TASK STATEMENT:
From the line containing "<point>289,28</point>" onward, every line of the entries is to be set down exactly, the last line included.

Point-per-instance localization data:
- Opening Delimiter -

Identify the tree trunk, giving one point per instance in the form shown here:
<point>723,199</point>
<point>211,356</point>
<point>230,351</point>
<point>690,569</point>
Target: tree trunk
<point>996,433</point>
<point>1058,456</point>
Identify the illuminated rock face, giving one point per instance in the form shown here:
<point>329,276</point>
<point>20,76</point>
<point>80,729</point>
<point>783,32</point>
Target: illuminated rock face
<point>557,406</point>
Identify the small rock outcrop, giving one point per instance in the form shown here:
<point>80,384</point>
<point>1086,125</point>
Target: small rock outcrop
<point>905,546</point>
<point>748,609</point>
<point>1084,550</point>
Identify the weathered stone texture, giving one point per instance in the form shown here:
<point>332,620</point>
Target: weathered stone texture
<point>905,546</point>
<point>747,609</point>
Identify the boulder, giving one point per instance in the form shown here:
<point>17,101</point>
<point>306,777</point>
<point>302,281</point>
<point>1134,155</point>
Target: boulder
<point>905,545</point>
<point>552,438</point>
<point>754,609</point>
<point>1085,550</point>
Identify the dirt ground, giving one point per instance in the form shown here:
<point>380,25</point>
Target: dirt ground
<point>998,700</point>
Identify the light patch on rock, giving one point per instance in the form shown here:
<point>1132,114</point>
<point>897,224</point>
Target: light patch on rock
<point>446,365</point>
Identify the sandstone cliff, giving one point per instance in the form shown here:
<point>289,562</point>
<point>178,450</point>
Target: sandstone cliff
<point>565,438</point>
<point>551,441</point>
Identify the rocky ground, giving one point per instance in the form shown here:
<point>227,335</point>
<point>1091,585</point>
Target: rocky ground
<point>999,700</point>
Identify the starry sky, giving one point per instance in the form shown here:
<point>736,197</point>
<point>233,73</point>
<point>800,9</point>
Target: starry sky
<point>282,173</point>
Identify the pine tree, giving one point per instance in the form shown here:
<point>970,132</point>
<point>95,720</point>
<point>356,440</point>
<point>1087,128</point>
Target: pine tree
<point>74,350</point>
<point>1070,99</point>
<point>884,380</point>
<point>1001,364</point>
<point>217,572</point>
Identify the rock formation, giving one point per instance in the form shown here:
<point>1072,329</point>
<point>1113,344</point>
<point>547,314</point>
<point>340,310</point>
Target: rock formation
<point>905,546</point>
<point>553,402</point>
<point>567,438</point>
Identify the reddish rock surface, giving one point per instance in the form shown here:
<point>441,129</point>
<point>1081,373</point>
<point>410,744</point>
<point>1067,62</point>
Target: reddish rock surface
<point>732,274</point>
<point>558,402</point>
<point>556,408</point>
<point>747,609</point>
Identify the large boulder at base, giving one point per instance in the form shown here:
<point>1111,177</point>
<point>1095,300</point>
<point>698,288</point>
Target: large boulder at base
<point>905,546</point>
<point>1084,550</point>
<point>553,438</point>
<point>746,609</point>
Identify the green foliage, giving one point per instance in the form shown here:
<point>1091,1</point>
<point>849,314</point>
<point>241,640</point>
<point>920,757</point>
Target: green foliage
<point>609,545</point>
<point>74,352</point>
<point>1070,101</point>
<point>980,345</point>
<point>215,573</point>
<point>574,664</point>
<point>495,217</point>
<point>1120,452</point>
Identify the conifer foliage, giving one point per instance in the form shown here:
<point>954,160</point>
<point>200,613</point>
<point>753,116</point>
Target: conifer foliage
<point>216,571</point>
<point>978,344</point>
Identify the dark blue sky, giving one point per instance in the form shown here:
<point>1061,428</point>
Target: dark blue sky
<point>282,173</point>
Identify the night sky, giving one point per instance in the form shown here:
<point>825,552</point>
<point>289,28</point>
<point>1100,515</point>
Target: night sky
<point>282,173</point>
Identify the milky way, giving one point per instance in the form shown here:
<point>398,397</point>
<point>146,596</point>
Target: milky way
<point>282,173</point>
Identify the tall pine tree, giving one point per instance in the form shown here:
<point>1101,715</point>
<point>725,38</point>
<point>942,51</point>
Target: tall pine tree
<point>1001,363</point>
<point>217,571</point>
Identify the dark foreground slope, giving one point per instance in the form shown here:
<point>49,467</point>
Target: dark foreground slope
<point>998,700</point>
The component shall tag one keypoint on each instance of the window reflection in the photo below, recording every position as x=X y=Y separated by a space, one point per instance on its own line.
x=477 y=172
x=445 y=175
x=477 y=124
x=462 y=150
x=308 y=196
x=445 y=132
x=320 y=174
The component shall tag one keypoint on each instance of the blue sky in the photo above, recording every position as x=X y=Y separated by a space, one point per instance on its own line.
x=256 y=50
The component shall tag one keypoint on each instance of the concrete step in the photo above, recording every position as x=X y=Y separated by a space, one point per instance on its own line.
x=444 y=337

- Closing Delimiter -

ANSWER AREA:
<point>289,28</point>
<point>1100,515</point>
Target: night sky
<point>282,173</point>
Identify the milky way, giving one point per instance in the form shown here:
<point>398,397</point>
<point>146,596</point>
Target: milky way
<point>282,173</point>
Identify the tall pine tree, giving one point per instance in the form shown here:
<point>1101,715</point>
<point>725,38</point>
<point>942,51</point>
Target: tall pine tree
<point>1001,363</point>
<point>217,571</point>
Identify the dark foreground slope, giving one point per instance in the form shown here:
<point>49,467</point>
Target: dark foreground slope
<point>998,700</point>
The component shall tag one keypoint on each instance of the window reflection in the photo below, recording every position as x=X y=Y separated by a space, one point per instance on its own line.
x=477 y=172
x=445 y=175
x=477 y=124
x=462 y=150
x=308 y=196
x=445 y=132
x=320 y=174
The component shall tag one keypoint on each instance of the blue sky in the photo above, recording every position as x=X y=Y separated by a space, one point per instance on its own line.
x=256 y=50
The component shall tag one keypoint on each instance of the concrete step in the photo above, recording every position as x=X y=Y separated by a space, one point per instance on its own line.
x=444 y=337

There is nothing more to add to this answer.